Rewrite the entries starting at the line containing "For each instance of the red" and ending at the line containing "(1032, 292)", keeping every line's text unchanged and shifting each answer coordinate by adding 149 to both of its numbers.

==== Data for this task ====

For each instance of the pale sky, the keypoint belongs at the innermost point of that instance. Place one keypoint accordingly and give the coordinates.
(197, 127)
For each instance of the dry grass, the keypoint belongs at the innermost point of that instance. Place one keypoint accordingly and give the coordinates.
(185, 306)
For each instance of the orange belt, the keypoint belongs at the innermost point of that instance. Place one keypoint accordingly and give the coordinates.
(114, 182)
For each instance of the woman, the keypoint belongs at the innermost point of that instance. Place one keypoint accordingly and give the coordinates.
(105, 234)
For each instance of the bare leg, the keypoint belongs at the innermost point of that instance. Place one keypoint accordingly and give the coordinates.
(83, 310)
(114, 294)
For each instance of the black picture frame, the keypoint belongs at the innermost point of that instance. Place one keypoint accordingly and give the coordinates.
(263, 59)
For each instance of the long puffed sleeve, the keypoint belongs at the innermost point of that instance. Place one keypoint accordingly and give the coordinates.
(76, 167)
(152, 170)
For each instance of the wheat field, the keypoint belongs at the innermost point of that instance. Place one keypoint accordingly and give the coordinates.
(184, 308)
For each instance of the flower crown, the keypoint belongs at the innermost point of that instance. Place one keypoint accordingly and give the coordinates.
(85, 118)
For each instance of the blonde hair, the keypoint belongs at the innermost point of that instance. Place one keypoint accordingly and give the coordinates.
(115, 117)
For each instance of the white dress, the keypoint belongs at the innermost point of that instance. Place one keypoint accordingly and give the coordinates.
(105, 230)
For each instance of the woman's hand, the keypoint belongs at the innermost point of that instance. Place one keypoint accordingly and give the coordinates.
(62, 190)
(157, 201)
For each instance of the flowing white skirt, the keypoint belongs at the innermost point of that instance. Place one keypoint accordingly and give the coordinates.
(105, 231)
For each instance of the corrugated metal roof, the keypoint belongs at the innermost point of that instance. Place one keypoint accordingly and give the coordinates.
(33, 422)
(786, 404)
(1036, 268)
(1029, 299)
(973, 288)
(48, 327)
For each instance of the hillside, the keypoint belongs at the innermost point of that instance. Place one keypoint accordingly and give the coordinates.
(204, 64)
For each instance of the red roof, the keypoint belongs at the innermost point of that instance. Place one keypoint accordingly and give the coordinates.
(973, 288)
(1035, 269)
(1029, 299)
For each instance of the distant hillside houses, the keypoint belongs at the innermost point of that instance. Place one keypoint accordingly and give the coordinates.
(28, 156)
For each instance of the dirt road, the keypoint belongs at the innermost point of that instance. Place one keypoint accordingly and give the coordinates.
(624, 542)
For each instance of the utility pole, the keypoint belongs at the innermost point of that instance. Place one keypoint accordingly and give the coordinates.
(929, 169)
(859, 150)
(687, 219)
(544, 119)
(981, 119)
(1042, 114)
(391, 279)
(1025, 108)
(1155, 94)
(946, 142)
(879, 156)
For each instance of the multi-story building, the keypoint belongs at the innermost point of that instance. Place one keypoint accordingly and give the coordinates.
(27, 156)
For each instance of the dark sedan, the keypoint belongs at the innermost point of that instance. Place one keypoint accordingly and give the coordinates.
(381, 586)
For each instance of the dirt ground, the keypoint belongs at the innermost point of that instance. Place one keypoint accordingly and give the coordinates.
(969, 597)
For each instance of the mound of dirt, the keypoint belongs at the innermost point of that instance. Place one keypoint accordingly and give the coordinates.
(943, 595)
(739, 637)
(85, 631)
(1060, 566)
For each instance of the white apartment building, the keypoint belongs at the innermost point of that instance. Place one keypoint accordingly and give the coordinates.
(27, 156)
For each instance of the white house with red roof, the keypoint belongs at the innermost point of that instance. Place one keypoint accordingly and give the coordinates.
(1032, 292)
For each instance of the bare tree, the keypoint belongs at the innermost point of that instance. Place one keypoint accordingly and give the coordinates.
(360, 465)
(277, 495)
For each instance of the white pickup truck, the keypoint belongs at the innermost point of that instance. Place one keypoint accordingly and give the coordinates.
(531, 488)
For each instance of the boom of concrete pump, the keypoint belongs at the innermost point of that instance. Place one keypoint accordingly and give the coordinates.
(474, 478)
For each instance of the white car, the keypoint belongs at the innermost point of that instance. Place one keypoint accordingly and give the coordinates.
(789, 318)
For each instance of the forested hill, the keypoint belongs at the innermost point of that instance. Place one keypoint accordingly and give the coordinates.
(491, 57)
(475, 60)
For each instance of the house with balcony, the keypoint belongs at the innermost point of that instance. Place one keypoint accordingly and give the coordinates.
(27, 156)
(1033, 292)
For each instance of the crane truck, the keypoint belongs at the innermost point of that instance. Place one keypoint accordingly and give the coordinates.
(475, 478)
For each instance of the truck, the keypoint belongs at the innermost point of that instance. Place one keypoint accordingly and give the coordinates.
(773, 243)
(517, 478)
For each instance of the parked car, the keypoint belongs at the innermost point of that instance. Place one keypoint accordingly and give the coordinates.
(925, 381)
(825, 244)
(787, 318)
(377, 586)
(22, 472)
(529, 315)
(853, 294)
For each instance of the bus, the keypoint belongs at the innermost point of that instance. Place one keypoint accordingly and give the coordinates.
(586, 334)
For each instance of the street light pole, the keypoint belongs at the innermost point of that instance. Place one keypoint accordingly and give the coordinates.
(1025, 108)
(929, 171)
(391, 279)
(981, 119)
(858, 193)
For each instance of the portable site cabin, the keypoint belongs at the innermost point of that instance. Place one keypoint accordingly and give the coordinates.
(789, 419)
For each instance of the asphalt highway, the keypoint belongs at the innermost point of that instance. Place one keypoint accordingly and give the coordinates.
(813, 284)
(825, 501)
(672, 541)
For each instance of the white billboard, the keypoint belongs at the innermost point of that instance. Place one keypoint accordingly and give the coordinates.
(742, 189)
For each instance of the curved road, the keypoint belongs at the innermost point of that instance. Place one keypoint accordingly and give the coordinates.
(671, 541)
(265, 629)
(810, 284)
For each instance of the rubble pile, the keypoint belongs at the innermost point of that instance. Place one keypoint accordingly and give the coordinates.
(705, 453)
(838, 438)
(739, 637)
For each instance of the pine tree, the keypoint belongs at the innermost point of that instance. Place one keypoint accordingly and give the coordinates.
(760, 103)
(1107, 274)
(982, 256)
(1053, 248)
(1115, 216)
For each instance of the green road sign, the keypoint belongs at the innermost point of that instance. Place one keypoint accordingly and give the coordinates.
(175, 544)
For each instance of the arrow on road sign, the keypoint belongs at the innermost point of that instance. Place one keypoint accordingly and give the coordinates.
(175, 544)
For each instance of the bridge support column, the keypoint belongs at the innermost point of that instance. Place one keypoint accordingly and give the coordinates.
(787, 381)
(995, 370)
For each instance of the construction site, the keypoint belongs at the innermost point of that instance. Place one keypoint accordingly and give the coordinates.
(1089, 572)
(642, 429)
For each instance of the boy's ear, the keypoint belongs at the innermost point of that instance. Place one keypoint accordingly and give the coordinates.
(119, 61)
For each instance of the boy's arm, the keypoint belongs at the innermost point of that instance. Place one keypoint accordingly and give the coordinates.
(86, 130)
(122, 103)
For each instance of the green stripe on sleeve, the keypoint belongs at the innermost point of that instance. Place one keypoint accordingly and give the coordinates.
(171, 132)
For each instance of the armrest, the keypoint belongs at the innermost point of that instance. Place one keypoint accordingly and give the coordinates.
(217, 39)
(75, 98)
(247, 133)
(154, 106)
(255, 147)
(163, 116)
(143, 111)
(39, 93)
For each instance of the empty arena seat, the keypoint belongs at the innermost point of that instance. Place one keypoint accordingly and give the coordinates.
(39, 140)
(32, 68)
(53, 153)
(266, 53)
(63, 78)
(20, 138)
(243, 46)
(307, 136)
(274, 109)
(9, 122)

====

» **Solution for this exercise**:
For each instance of the red roof, the keypoint belongs at the innermost point of that instance. Place one keypoint accordingly and give the coordinates.
(1122, 437)
(1184, 418)
(1178, 448)
For each instance of the distant hillside houses, the keypoint belongs at the innermost point of that instance. Place one keypoint accordingly and give the coordinates.
(177, 305)
For each instance of the dirt road, the keypoint belongs at the innermost point of that instance. Place one keypoint accordingly and give the coordinates.
(773, 691)
For each instance of the utility pole, the keypoint belongs at the innermost point of that instance. Place one keypoint accordingly and give the coordinates.
(1078, 318)
(1008, 299)
(836, 368)
(693, 268)
(1130, 268)
(1191, 263)
(540, 428)
(1174, 257)
(1304, 243)
(1095, 291)
(1028, 305)
For each instance of the multi-story building, the keypoint belongs at the innermost point of that instance. Place one keypoint accordingly and give the coordinates.
(176, 305)
For each instance of the dark sedan, the keypoint belongs at the innermost point of that instance. Place one keypoint accordingly and give the coordinates.
(530, 735)
For each instance of the dirt ground, the keypoint belongs at the innermost point of that instance. Place one keypoint accordingly and give the coordinates.
(1118, 746)
For each instance of the mound of dirt, the keypoint belongs at the innermost point of that instance. Place one keypoint accordingly and give the coordinates.
(1092, 744)
(888, 786)
(234, 780)
(1209, 715)
For each instance of the white apartment building, the keypoint belongs at the innermost point of that instance. Place one keypoint accordingly and give the coordinates.
(176, 305)
For each instance of the white house with red roof, the keypoint belongs at the innermost point of that instance. Place one keypoint accordingly and give the coordinates.
(1181, 441)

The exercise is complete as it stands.